[Problems and tasks]:
a – In the profile of Cody Thomas, why did he leave police training for a different career? Answer in one to three sentences.
b – List every community need that the profile of Cody Thomas says he saw during his front-line work.
c – Copy everything in the profile of Cody Thomas from "With seven years" down to "families in need.".
[Document section Boundary: Start]
Creating change: Cody Thomas, Class of 2019

By Emily Leighton, MA'13

Three years into his training to be a police officer, Cody Thomas completely changed his career direction. Realizing that many of the daily realities he was facing as an officer-in-training were the result of deeper systemic challenges, he set his sights on long-term solutions.

“I wanted to address the health and social problems in our communities,” he explained.

As a student in the Master of Public Health (MPH) Program at Schulich Medicine & Dentistry, he is now focusing his efforts on upstream, preventative strategies to tackle public health challenges.

Thomas is a member of the Mohawk Nation and grew up in Six Nations of the Grand River, near Brantford, Ontario. After leaving policing, he completed an undergraduate degree at Western University in health sciences with a minor in First Nations studies.

With seven years of post-secondary education under his belt, the dedicated student was ready to gain some real-world, professional experience. After graduation, he worked with Six Nations of the Grand River Ontario Works and Six Nations Health Services, assisting individuals and families in need.

The front-line exposure was eye-opening. “Seeing the continued need in our community for help with poverty, housing, addiction and health access, I wanted to play a role in creating change,” he said.
[Document section Boundary: End]
[Record excerpts Boundary: Start]
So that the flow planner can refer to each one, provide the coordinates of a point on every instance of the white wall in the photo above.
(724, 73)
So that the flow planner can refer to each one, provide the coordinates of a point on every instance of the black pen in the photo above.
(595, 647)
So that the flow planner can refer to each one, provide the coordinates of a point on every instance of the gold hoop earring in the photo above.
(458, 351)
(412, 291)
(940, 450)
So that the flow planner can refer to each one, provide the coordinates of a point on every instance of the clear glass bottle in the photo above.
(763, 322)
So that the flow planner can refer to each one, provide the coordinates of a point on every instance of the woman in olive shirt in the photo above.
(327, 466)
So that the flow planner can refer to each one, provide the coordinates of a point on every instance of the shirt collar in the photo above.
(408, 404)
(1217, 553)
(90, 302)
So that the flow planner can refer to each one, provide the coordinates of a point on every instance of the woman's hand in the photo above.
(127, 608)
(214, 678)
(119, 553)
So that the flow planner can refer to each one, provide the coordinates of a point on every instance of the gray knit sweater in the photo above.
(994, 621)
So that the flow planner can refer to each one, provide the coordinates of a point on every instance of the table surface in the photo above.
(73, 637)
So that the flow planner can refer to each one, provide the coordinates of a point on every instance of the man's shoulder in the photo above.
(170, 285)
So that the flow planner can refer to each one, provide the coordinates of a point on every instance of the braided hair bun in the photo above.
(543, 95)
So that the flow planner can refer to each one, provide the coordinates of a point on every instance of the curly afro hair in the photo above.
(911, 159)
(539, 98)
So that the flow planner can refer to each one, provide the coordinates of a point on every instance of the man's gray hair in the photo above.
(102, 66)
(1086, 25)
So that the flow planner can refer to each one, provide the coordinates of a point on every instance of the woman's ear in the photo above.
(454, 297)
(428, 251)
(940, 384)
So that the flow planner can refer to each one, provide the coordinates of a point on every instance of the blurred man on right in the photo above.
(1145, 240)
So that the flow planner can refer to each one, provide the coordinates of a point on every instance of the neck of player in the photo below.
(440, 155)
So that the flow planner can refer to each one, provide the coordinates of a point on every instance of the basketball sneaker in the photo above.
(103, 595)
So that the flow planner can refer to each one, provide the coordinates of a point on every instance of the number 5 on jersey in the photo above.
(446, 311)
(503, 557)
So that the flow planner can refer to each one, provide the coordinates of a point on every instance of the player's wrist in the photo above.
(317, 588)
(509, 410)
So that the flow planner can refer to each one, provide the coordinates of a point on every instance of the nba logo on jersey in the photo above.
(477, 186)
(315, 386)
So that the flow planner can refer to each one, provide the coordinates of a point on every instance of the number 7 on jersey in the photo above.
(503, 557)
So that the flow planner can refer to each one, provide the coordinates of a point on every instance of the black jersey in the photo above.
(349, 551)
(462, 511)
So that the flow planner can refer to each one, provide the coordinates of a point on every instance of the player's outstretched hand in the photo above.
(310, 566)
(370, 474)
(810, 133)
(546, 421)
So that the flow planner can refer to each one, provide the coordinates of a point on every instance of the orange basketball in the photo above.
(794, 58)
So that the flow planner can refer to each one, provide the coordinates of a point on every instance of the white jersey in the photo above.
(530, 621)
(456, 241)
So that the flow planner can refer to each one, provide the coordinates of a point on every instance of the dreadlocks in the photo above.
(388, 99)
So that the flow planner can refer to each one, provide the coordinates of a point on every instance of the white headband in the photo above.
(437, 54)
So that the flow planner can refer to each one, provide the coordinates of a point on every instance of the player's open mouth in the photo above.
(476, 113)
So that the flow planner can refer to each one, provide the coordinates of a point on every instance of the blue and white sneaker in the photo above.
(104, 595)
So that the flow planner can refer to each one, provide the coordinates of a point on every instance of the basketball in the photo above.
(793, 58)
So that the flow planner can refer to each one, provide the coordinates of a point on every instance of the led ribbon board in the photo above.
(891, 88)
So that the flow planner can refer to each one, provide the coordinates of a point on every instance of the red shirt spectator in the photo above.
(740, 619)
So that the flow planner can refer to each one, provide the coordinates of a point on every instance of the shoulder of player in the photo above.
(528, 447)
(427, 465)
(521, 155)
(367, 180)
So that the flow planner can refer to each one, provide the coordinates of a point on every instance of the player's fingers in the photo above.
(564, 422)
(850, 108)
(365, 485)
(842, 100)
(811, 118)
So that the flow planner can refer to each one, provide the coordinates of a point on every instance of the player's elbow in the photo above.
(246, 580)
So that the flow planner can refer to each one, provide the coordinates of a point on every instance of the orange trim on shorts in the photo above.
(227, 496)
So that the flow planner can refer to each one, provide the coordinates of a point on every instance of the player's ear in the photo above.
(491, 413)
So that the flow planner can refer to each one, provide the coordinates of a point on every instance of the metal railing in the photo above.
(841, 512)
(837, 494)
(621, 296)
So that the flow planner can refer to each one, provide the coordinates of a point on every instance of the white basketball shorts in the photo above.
[Record excerpts Boundary: End]
[Solution list]:
a – Three years into his police training, he realized that many of the daily realities he faced as an officer-in-training came from deeper systemic challenges. He wanted long-term solutions that would address the health and social problems in his communities.

b – Poverty, housing, addiction, health access

c –
With seven years of post-secondary education under his belt, the dedicated student was ready to gain some real-world, professional experience. After graduation, he worked with Six Nations of the Grand River Ontario Works and Six Nations Health Services, assisting individuals and families in need.